▸ What is asked: Copy the records below verbatim, covering every line.
[Records supplied start]
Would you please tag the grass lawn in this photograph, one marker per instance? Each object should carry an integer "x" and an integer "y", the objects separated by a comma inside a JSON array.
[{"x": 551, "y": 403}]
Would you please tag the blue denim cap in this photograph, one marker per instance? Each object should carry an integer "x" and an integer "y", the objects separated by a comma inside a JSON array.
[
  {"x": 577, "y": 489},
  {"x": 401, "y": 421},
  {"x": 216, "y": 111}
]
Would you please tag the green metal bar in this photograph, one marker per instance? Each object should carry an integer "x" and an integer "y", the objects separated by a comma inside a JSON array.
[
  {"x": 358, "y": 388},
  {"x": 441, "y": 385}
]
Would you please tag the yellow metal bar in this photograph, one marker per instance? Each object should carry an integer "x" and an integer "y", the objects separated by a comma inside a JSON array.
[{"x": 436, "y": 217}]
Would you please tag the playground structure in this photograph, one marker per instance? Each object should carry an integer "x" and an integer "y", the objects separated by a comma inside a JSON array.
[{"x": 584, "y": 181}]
[Records supplied end]
▸ Output for this exercise:
Would you please tag the grass lawn in this photograph, one marker per instance? Each object should carry an integer "x" and an integer "y", the objects separated by a comma inside a JSON array.
[{"x": 551, "y": 403}]
Would you please tag the blue denim cap in this photograph, one marker per instance? Each object should carry an integer "x" and an integer "y", the objects separated by a comma inside a JSON array.
[
  {"x": 577, "y": 489},
  {"x": 401, "y": 421},
  {"x": 216, "y": 111}
]
Would you please tag the green metal bar in this photograph, one marker per instance? Each object should carry an integer "x" and an integer "y", the objects separated by a comma inside a JSON array.
[
  {"x": 358, "y": 388},
  {"x": 441, "y": 385}
]
Would you please tag the yellow metal bar in this photograph, one marker per instance? Each object should carry an integer "x" and an integer "y", the objects separated by a comma inside a JSON array.
[{"x": 436, "y": 217}]
Would you please tag the playground structure in this photograph, one marker per instance? Each object should carry an integer "x" and an integer "y", the objects separated by a comma inside a JSON array.
[{"x": 584, "y": 181}]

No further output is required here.